[Stored data]
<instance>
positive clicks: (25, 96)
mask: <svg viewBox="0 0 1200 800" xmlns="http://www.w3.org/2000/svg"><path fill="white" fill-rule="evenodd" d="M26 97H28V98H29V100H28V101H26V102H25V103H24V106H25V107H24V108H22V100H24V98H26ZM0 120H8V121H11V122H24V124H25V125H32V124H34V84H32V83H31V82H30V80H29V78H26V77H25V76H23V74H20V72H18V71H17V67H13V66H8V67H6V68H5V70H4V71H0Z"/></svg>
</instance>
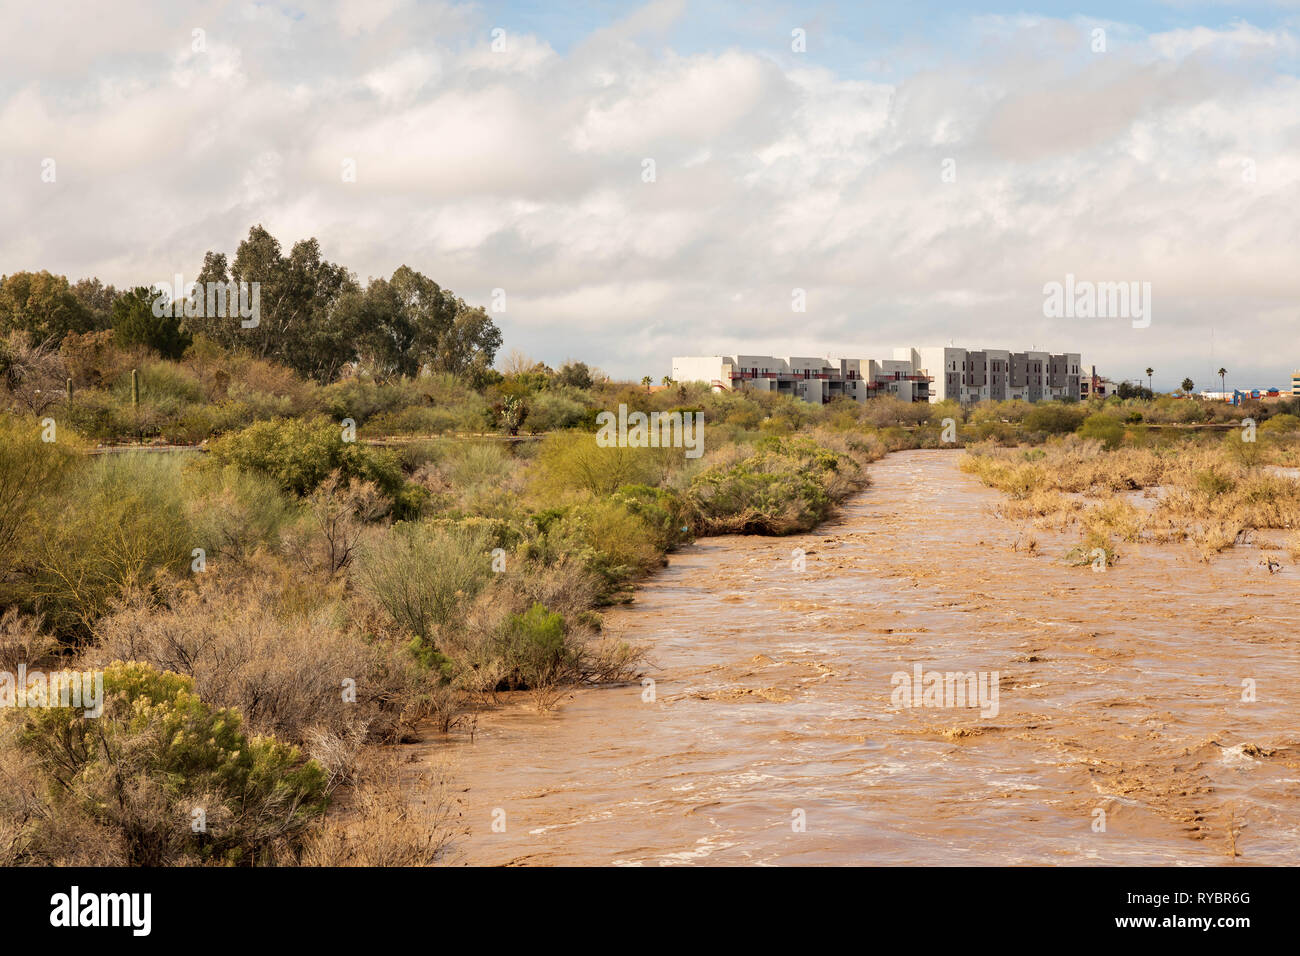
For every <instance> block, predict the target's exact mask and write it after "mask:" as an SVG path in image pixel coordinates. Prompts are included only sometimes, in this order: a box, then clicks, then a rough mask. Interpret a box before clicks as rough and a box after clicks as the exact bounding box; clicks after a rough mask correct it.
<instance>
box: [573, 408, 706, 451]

> **Work request**
Every record above must be given again exactly; drop the pictures.

> **Your response**
<instance>
positive clicks: (25, 96)
mask: <svg viewBox="0 0 1200 800" xmlns="http://www.w3.org/2000/svg"><path fill="white" fill-rule="evenodd" d="M26 97H28V98H29V100H28V101H26V102H25V103H24V106H25V107H24V108H22V100H24V98H26ZM0 120H8V121H11V122H24V124H25V125H32V124H34V84H32V83H31V82H30V80H29V78H26V77H25V76H23V74H20V72H18V71H17V67H13V66H8V67H6V68H5V70H4V71H0Z"/></svg>
</instance>
For every <instance> block, predict the target's exact mask and write it after "mask:" as an SVG path in image pixel coordinates. Prompts are included only sometimes, in this order: a box, then clicks, then a rough mask. Interpret a box before clicks as rough and a box after clicks as the exact bounding box; clicks after a rough mask correct it.
<instance>
box: [573, 408, 706, 451]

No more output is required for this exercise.